# SUPPLIED MATERIAL

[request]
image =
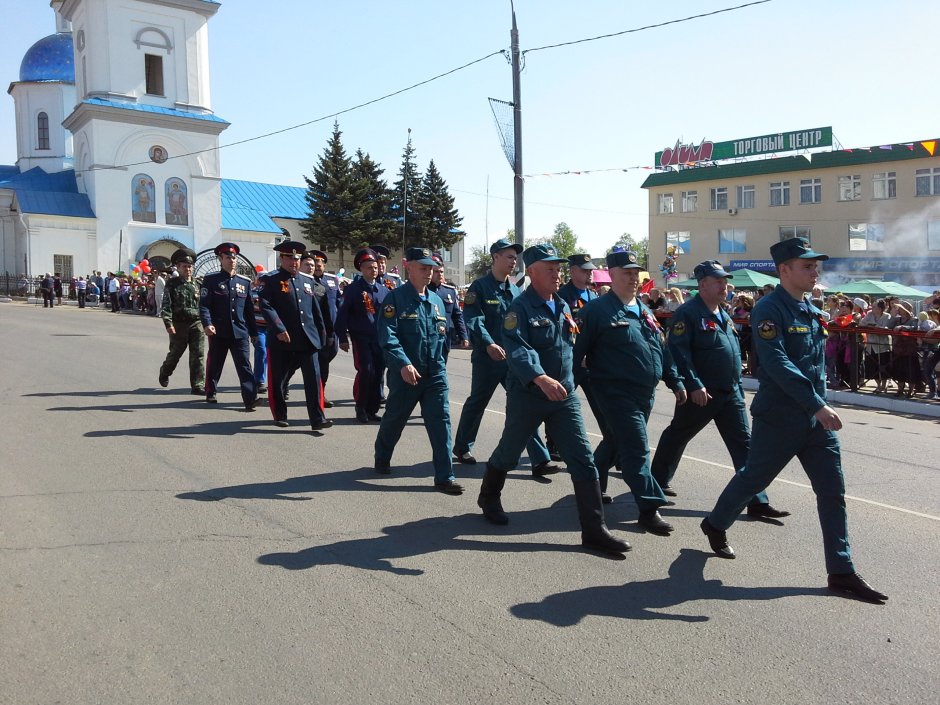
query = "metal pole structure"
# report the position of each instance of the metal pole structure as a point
(518, 184)
(404, 208)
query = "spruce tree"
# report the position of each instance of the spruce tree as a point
(440, 219)
(373, 217)
(330, 199)
(408, 189)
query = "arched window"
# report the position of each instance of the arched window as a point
(142, 199)
(177, 205)
(42, 131)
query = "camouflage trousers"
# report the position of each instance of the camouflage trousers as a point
(192, 336)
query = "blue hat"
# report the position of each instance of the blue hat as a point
(623, 260)
(364, 255)
(710, 268)
(226, 248)
(183, 254)
(794, 248)
(291, 248)
(541, 253)
(421, 255)
(583, 261)
(504, 244)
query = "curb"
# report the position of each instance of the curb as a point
(870, 401)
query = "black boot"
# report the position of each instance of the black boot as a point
(594, 533)
(490, 489)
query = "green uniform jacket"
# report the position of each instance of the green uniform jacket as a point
(538, 342)
(705, 347)
(791, 342)
(484, 307)
(180, 303)
(620, 347)
(412, 331)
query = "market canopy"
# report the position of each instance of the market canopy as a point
(875, 287)
(743, 280)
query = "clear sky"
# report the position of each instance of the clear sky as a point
(865, 67)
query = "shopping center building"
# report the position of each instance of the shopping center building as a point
(875, 210)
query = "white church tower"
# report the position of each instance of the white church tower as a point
(144, 138)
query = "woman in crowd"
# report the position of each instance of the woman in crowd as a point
(878, 347)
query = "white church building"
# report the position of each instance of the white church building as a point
(117, 147)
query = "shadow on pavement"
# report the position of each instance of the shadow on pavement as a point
(641, 600)
(429, 536)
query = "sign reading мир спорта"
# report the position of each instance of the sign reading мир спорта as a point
(747, 147)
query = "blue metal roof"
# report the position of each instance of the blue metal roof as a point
(276, 201)
(139, 107)
(48, 194)
(50, 59)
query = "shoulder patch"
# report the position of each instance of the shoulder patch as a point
(767, 330)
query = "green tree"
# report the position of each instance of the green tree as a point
(373, 219)
(330, 198)
(407, 190)
(562, 239)
(441, 220)
(479, 263)
(639, 247)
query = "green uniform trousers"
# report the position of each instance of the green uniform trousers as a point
(192, 336)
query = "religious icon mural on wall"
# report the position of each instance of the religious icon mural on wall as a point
(143, 203)
(177, 207)
(158, 154)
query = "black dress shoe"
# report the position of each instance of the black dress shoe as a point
(717, 539)
(449, 487)
(854, 585)
(544, 468)
(766, 511)
(653, 522)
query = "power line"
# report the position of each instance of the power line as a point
(316, 120)
(649, 26)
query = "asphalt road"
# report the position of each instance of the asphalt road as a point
(155, 549)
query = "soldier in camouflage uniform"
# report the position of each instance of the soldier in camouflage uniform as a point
(180, 314)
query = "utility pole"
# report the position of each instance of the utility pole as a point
(518, 184)
(404, 206)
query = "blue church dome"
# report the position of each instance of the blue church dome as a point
(50, 59)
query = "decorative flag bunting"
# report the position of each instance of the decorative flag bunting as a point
(929, 146)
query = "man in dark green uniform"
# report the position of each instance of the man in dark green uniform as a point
(704, 345)
(577, 293)
(485, 304)
(792, 418)
(412, 329)
(623, 348)
(180, 313)
(538, 333)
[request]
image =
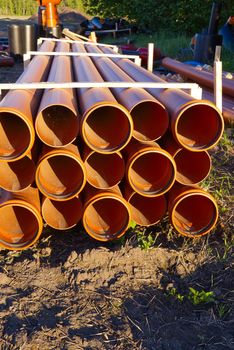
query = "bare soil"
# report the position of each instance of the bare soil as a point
(70, 292)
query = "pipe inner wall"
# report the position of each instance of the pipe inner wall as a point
(62, 215)
(18, 175)
(60, 177)
(106, 128)
(16, 135)
(192, 167)
(104, 170)
(198, 127)
(57, 125)
(106, 218)
(194, 215)
(19, 226)
(147, 211)
(151, 173)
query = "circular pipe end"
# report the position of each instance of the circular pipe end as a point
(62, 215)
(192, 167)
(147, 211)
(150, 120)
(20, 225)
(18, 175)
(17, 135)
(107, 128)
(194, 214)
(57, 126)
(151, 172)
(104, 170)
(198, 126)
(107, 217)
(60, 176)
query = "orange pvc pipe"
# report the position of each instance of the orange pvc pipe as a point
(106, 126)
(228, 106)
(149, 116)
(201, 77)
(197, 125)
(18, 175)
(51, 13)
(20, 221)
(150, 170)
(145, 211)
(57, 123)
(103, 170)
(60, 173)
(193, 212)
(19, 107)
(106, 213)
(192, 167)
(62, 215)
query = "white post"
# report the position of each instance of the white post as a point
(150, 57)
(218, 79)
(196, 92)
(138, 61)
(26, 59)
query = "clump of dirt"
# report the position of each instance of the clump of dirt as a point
(70, 292)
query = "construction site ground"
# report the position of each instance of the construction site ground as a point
(70, 292)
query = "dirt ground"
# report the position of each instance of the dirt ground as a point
(70, 292)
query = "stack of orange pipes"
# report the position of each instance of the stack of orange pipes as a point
(103, 156)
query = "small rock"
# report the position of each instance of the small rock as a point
(4, 279)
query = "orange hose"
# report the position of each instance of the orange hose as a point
(60, 173)
(193, 212)
(20, 221)
(150, 170)
(106, 213)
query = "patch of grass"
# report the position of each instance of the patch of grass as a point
(223, 310)
(146, 241)
(176, 46)
(173, 292)
(200, 297)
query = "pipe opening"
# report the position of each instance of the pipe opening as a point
(104, 170)
(199, 127)
(60, 177)
(107, 129)
(15, 136)
(62, 215)
(147, 211)
(106, 219)
(192, 167)
(194, 215)
(151, 174)
(57, 126)
(18, 175)
(19, 226)
(150, 121)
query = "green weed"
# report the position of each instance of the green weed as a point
(173, 292)
(200, 297)
(223, 310)
(146, 241)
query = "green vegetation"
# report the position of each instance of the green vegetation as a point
(196, 297)
(200, 297)
(19, 7)
(186, 16)
(174, 293)
(145, 241)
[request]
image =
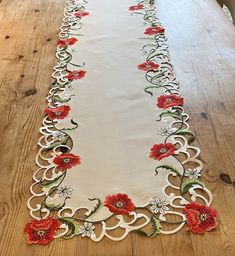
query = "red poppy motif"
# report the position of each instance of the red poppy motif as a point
(160, 151)
(154, 30)
(200, 218)
(81, 14)
(67, 42)
(76, 74)
(136, 7)
(58, 112)
(148, 66)
(166, 101)
(119, 204)
(66, 161)
(41, 231)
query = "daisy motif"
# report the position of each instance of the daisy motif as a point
(158, 205)
(165, 131)
(193, 174)
(64, 191)
(87, 229)
(58, 136)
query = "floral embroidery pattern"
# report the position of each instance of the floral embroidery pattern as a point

# EXERCISE
Give back all of the data exactly, but not the pictures.

# ANSWER TO THE EXERCISE
[request]
image =
query = "metal pole structure"
# report the position of each instance of the metal pole structure as a point
(518, 184)
(404, 208)
query = "spruce tree"
# report the position of each instance of the spruce tree as a point
(440, 219)
(373, 217)
(330, 199)
(408, 189)
query = "arched window"
# report the position of each instance of the arched window as a point
(142, 199)
(177, 205)
(42, 131)
query = "camouflage trousers"
# report the position of each instance of the camouflage trousers as a point
(192, 336)
query = "blue hat"
# report the position of each instance of the blue hat as a point
(623, 260)
(364, 255)
(710, 268)
(226, 248)
(183, 254)
(794, 248)
(291, 248)
(541, 253)
(421, 255)
(583, 261)
(504, 244)
query = "curb"
# report the position of each instance of the curb as a point
(870, 401)
query = "black boot"
# report the position of each instance of the black boot as a point
(594, 533)
(490, 489)
query = "green uniform jacket"
# report the position of each instance of the green uniform jacket as a point
(538, 342)
(705, 347)
(791, 342)
(484, 307)
(180, 303)
(620, 347)
(412, 331)
query = "market canopy"
# report the position of each instance of the market canopy as a point
(875, 287)
(743, 280)
query = "clear sky"
# report the position of each instance of the clear sky as a point
(865, 67)
query = "shopping center building"
# report the position of each instance of the shopping center building as a point
(875, 210)
query = "white church tower"
# report the position of each instance of the white church tower as a point
(144, 138)
query = "woman in crowd"
# report the position of each instance of the woman in crowd as a point
(878, 347)
query = "white church building"
# report the position of each instance of the white church building as a point
(117, 147)
query = "shadow on pavement"
# report the position of each instance of the shadow on pavement as a point
(641, 600)
(429, 536)
query = "sign reading мир спорта"
# report the position of each instance of the sign reading мир спорта as a point
(747, 147)
query = "blue metal roof"
# report the position of each instance of the blue metal roof as a point
(276, 201)
(139, 107)
(48, 194)
(50, 59)
query = "shoulder patch"
# report the position of each instance of the shoulder patch as a point
(767, 330)
query = "green tree"
# report the position of each instance of the green tree as a point
(373, 219)
(330, 198)
(407, 190)
(562, 239)
(441, 220)
(479, 263)
(639, 247)
query = "green uniform trousers"
# report the position of each instance of the green uniform trousers as a point
(192, 336)
query = "religious icon mural on wall"
# report the position of each instance of the religious icon mural on wall as a point
(143, 203)
(177, 207)
(158, 154)
query = "black dress shoe"
# report the position of each instance of the black dress shoe as a point
(717, 539)
(449, 487)
(854, 585)
(544, 468)
(766, 511)
(653, 522)
query = "power line"
# report the position of each instance of the power line as a point
(316, 120)
(649, 26)
query = "asphalt road"
# report the position of each instance of the asphalt road as a point
(155, 549)
query = "soldier in camouflage uniform"
# report the position of each instance of the soldier in camouflage uniform as a point
(180, 314)
query = "utility pole"
# report the position of each instance of the utility pole as a point
(518, 184)
(404, 206)
query = "blue church dome"
# report the position of each instance of the blue church dome as a point
(50, 59)
query = "decorative flag bunting"
# report the position of each instance of the decorative flag bunting as a point
(929, 146)
query = "man in dark green uniform"
# report the position of each instance of the man in dark green uniform as a point
(704, 345)
(577, 293)
(485, 304)
(792, 418)
(412, 329)
(623, 348)
(180, 313)
(538, 333)
[request]
image =
query = "bare soil"
# report the position of each instance of the bare soil as a point
(70, 292)
query = "pipe inner wall"
# report the position of each instance of the pipe inner wall as a point
(62, 215)
(18, 175)
(60, 177)
(106, 128)
(16, 135)
(192, 167)
(104, 170)
(198, 127)
(57, 125)
(106, 218)
(194, 215)
(19, 226)
(147, 211)
(151, 173)
query = "circular pipe end"
# report the position of each instance of the circular pipe end as a point
(62, 215)
(192, 167)
(147, 211)
(150, 120)
(20, 225)
(18, 175)
(17, 135)
(107, 128)
(194, 214)
(57, 126)
(151, 172)
(104, 170)
(198, 126)
(107, 217)
(60, 176)
query = "orange pvc pipe"
# report the position of each instance of the orange pvc pipe as a point
(106, 126)
(228, 106)
(149, 116)
(201, 77)
(197, 125)
(18, 175)
(51, 13)
(20, 221)
(150, 170)
(145, 211)
(57, 123)
(103, 170)
(60, 173)
(193, 212)
(19, 107)
(106, 213)
(192, 167)
(62, 215)
query = "white post"
# report the position of each instance of the white post as a point
(150, 57)
(218, 79)
(196, 92)
(138, 61)
(26, 59)
query = "clump of dirt"
# report the position of each instance of the clump of dirt as a point
(70, 292)
query = "construction site ground"
# report the position of each instance of the construction site ground as a point
(70, 292)
query = "dirt ground"
# report the position of each instance of the dirt ground as a point
(70, 292)
query = "stack of orange pipes"
# report the position of each instance of the stack of orange pipes as a point
(103, 156)
query = "small rock"
# report the position of each instance of the small rock as a point
(4, 279)
query = "orange hose"
# report the position of each instance of the orange hose as a point
(60, 173)
(193, 212)
(20, 221)
(150, 170)
(106, 213)
query = "patch of grass"
# report the position of each instance of the patch of grass as a point
(223, 310)
(146, 241)
(176, 46)
(173, 292)
(200, 297)
query = "pipe opening"
# report the position of each instance of the pipe opening as a point
(104, 170)
(199, 127)
(60, 177)
(107, 129)
(15, 136)
(62, 215)
(147, 211)
(106, 219)
(192, 167)
(194, 215)
(151, 174)
(57, 126)
(18, 175)
(19, 226)
(150, 121)
query = "green weed"
# report the position of each instance of the green weed as a point
(173, 292)
(200, 297)
(223, 310)
(146, 241)
query = "green vegetation"
# report the position of each instance of the green vegetation as a point
(196, 297)
(200, 297)
(19, 7)
(186, 16)
(174, 293)
(145, 241)
[request]
image =
query = "red poppy motif"
# report the position of each instance of the red poppy motif as a point
(160, 151)
(154, 30)
(200, 218)
(81, 14)
(67, 42)
(76, 74)
(136, 7)
(58, 112)
(148, 66)
(166, 101)
(119, 204)
(66, 161)
(41, 231)
query = "daisy motif"
# report the position of each instance of the daisy motif as a point
(158, 205)
(165, 131)
(193, 174)
(64, 191)
(87, 229)
(58, 136)
query = "floral embroidery pattern"
# report the position of each instance of the floral embroidery pattern as a point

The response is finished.